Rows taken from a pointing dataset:
========

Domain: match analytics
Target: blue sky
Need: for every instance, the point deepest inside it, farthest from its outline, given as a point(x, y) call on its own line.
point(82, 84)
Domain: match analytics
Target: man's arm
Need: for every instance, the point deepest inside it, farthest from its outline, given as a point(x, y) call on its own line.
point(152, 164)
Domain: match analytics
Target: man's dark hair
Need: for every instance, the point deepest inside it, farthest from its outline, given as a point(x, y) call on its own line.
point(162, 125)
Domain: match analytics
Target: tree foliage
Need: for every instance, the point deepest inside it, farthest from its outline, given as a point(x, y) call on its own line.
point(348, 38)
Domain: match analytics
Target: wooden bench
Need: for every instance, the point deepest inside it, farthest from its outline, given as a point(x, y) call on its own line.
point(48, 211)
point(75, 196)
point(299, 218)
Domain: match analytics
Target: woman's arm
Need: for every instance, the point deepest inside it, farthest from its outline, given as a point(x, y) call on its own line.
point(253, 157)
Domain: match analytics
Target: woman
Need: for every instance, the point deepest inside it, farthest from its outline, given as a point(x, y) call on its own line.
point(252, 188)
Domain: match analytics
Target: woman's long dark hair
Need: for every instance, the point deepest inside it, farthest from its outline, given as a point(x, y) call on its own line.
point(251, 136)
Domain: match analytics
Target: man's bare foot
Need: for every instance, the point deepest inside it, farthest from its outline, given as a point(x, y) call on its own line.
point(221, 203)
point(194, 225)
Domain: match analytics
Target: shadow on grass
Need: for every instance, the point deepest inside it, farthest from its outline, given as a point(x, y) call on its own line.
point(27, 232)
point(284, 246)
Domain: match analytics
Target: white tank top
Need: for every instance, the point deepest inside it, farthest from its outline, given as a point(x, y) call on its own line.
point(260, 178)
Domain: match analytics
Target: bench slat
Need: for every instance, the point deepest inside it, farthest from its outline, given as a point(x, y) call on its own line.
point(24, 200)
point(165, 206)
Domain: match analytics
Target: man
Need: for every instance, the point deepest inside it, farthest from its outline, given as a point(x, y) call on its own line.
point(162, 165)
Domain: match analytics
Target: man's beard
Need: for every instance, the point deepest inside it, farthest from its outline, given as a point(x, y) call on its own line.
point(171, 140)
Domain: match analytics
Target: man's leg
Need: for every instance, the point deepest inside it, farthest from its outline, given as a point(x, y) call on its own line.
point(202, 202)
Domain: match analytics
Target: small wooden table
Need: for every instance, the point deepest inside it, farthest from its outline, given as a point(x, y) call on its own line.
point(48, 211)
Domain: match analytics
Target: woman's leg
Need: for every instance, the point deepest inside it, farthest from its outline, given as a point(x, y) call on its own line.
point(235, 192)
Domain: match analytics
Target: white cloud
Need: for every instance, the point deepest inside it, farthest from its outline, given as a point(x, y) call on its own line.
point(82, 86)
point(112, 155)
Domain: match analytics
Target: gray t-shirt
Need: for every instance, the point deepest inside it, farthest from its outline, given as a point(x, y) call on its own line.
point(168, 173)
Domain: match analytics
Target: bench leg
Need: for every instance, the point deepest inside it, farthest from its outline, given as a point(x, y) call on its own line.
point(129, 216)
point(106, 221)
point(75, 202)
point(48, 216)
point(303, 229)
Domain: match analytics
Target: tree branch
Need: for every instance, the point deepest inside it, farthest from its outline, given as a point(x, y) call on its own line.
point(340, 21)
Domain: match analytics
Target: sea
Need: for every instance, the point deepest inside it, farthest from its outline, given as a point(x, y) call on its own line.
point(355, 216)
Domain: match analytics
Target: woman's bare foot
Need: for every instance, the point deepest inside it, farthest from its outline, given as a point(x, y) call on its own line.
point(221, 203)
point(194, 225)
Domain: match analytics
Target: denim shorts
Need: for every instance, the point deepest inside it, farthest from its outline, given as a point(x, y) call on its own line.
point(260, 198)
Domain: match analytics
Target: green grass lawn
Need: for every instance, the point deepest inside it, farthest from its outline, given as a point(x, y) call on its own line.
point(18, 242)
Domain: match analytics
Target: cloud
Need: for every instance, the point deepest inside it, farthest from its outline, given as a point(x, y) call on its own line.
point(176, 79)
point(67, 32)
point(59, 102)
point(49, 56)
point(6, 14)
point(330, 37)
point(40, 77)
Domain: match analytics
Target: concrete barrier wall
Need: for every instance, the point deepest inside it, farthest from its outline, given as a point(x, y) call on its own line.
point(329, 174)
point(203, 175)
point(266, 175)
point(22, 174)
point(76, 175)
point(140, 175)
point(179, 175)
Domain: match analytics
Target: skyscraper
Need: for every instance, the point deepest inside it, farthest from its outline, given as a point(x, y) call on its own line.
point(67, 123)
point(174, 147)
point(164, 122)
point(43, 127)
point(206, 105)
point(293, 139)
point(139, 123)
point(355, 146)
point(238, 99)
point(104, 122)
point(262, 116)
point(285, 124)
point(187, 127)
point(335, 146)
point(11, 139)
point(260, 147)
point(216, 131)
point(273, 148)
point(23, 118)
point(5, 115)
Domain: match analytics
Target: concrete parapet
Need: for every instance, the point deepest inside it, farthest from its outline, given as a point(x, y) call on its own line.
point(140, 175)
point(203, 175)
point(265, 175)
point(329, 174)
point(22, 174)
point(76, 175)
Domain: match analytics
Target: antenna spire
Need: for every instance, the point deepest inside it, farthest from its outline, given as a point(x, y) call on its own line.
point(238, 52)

========

§ **WHAT THE EXERCISE ASKS**
Rewrite the lines above as a numbered list, omitting any blank lines.

§ **SOLUTION TO THE PROBLEM**
1. Domain: match analytics
2. Target: blue sky
3. Need: for every instance, the point deepest inside it, farthest from its outline, given as a point(x, y) call on its own line.
4. point(82, 84)
5. Domain: match analytics
6. Target: man's arm
7. Need: for every instance, the point deepest inside it, farthest from its outline, given as a point(x, y) call on its own line.
8. point(152, 164)
9. Domain: match analytics
10. Target: man's dark hair
11. Need: for every instance, the point deepest inside it, farthest from its outline, given as a point(x, y) call on its own line.
12. point(162, 125)
13. Domain: match analytics
14. Target: tree foliage
15. Need: for every instance, the point deepest inside it, farthest from its outline, given as a point(x, y) call on its own line.
16. point(348, 38)
17. Domain: match analytics
18. Target: wooden bench
19. Need: for every instance, the point deepest inside it, farthest from its outline, given as a point(x, y) call on its own line.
20. point(48, 211)
21. point(75, 196)
22. point(299, 218)
23. Domain: match analytics
24. Target: woman's arm
25. Need: for every instance, the point deepest inside it, farthest from its outline, given as a point(x, y) call on its own line.
26. point(253, 157)
27. Domain: match analytics
28. Target: woman
29. Need: for every instance, the point deepest inside it, farthest from its outline, given as a point(x, y) call on its own line.
30. point(252, 188)
31. Domain: match analytics
32. Target: woman's long dark hair
33. Need: for every instance, the point deepest inside it, farthest from its outline, given as a point(x, y) call on its own line.
34. point(251, 136)
35. Domain: match analytics
36. Target: man's bare foot
37. Need: for every instance, the point deepest inside it, farthest from its outline, given as a point(x, y) call on its own line.
38. point(221, 203)
39. point(194, 225)
40. Domain: match analytics
41. Target: shadow on grass
42. Need: for every instance, the point deepest inside it, farthest from its outline, given as a point(x, y) call on its own line.
43. point(27, 232)
44. point(284, 246)
45. Domain: match analytics
46. Target: white tank top
47. Need: for every instance, the point deepest inside it, farthest from its outline, given as a point(x, y) call on its own line.
48. point(260, 178)
49. Domain: match analytics
50. Target: bench slat
51. Need: for every instance, the point deepest inside it, farthest from its outline, given as a point(x, y) call on its own line.
52. point(24, 200)
53. point(165, 206)
54. Domain: match analytics
55. Target: man
56. Need: for every instance, the point deepest inside it, farthest from its outline, given as a point(x, y) call on its own line.
57. point(162, 165)
58. Domain: match analytics
59. Target: man's beard
60. Need: for every instance, the point deepest inside it, farthest from its outline, given as a point(x, y) call on its own line.
61. point(171, 140)
62. Domain: match analytics
63. Target: man's leg
64. Need: for every instance, the point deepest inside it, farthest from its outline, given as a point(x, y) call on its own line.
65. point(202, 202)
66. Domain: match analytics
67. Target: small wooden table
68. Need: for every instance, the point deepest inside it, farthest from its outline, given as a point(x, y) call on its own line.
69. point(48, 211)
70. Domain: match analytics
71. Target: woman's leg
72. Need: for every instance, the point deepest inside it, farthest from its outline, given as a point(x, y) call on its own line.
73. point(235, 192)
74. Domain: match analytics
75. Target: white cloud
76. Need: for every instance, the point deepest inside it, farthest from its outline, given as a point(x, y) call on its own line.
77. point(82, 86)
78. point(112, 155)
79. Domain: match analytics
80. Target: gray t-shirt
81. Need: for every instance, the point deepest inside it, farthest from its outline, given as a point(x, y) call on its own line.
82. point(168, 173)
83. Domain: match analytics
84. Target: bench leg
85. Need: for every instance, the point deepest inside it, farthest from its outline, given as a point(x, y) call on its own line.
86. point(129, 216)
87. point(106, 221)
88. point(75, 202)
89. point(48, 216)
90. point(303, 229)
91. Domain: match analytics
92. Target: tree branch
93. Need: for every instance, the point deepest inside it, farthest from its outline, given as a point(x, y) call on its own line.
94. point(340, 21)
95. Domain: match analytics
96. Target: sea
97. Need: for every instance, the point deepest inside it, farthest from its outline, given as a point(x, y) call on its own line.
98. point(355, 216)
99. Domain: match analytics
100. Target: woman's bare foot
101. Need: for every instance, the point deepest inside it, farthest from its outline, given as a point(x, y) call on its own line.
102. point(221, 203)
103. point(194, 225)
104. Domain: match analytics
105. Target: denim shorts
106. Need: for every instance, the point deepest inside it, farthest from its outline, given as a point(x, y) call on its own line.
107. point(260, 198)
108. Domain: match analytics
109. Target: green grass lawn
110. Need: for every instance, the point deepest inside it, farthest from its outline, given as a point(x, y) call on its own line.
111. point(18, 242)
112. Domain: match analytics
113. Target: cloud
114. Need: for every instance, the point deepest inside it, farthest from its outline, given as a point(x, y) call on its own line.
115. point(176, 79)
116. point(67, 32)
117. point(59, 102)
118. point(49, 56)
119. point(6, 14)
120. point(330, 37)
121. point(40, 77)
122. Domain: match analytics
123. Target: concrete barrier wall
124. Need: for every instance, the point deepest inside it, farthest from its outline, given as a point(x, y) call on its own line.
125. point(329, 174)
126. point(203, 175)
127. point(266, 175)
128. point(22, 174)
129. point(76, 175)
130. point(140, 175)
131. point(179, 175)
132. Domain: match analytics
133. Target: skyscraper
134. Need: for every instance, the point deepest inside it, farthest from its outline, given as a point(x, y) call on its own line.
135. point(67, 123)
136. point(174, 147)
137. point(164, 122)
138. point(43, 127)
139. point(206, 105)
140. point(293, 139)
141. point(139, 123)
142. point(355, 146)
143. point(238, 99)
144. point(104, 122)
145. point(262, 116)
146. point(285, 124)
147. point(187, 127)
148. point(335, 146)
149. point(11, 139)
150. point(260, 147)
151. point(216, 131)
152. point(273, 148)
153. point(23, 118)
154. point(5, 115)
155. Domain: match analytics
156. Target: concrete parapet
157. Need: for every instance, the point deepest inside it, farthest from its outline, given as a point(x, y) call on its own line.
158. point(140, 175)
159. point(203, 175)
160. point(265, 175)
161. point(329, 174)
162. point(22, 174)
163. point(76, 175)
164. Domain: match analytics
165. Target: antenna spire
166. Need: for every instance, the point deepest inside it, farthest from its outline, given as a point(x, y) call on its own line.
167. point(238, 52)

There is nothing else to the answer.